[[ DATA EXTRACTS open ]]
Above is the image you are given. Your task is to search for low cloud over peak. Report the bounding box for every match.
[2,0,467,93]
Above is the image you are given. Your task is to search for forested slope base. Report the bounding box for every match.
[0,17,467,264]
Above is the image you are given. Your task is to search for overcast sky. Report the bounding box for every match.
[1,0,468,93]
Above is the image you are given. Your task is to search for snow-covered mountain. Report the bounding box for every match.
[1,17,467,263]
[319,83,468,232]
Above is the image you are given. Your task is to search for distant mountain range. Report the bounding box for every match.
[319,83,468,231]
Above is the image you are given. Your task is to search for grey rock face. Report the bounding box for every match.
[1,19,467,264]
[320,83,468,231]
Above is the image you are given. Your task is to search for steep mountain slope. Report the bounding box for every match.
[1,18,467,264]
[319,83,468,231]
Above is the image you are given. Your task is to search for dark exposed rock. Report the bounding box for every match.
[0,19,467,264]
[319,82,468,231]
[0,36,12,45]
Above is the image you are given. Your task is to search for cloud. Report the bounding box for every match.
[[ DATA EXTRACTS closed ]]
> _WHAT YOU WILL DO_:
Return an exact copy of the listing above, complete in every line.

> _WRITTEN REPLY_:
Above is the image you are given. Your task is to search for low cloud over peak. Report the bounding box for every match.
[2,0,467,93]
Above is the image you are given. Your task is to search for forested slope base. Report the bounding box for every match.
[0,17,467,264]
Above is the image you are given. Your task is to search for overcast sky. Report the bounding box for every match.
[1,0,468,93]
Above is the image you are given. Your task is to search for snow-covered mountain. Report the bounding box for every match.
[1,17,467,263]
[319,83,468,232]
Above is the image you are given. Your task is to search for distant mountain range. Report the bounding box for every match.
[319,83,468,231]
Above is the image you are given. Your task is to search for grey rock face. Report the bounding box for every match.
[1,19,467,264]
[320,83,468,231]
Above is the image you are given. Your task is to search for steep mountain slope. Report the bounding box for every match.
[1,18,467,264]
[319,83,468,231]
Above is the image you are given. Your task is to search for dark exposed rock. Report the bounding box for every match.
[0,19,467,264]
[319,82,468,231]
[0,36,12,45]
Above is the image you are given. Your task is to search for cloud. Report the bounding box for every match.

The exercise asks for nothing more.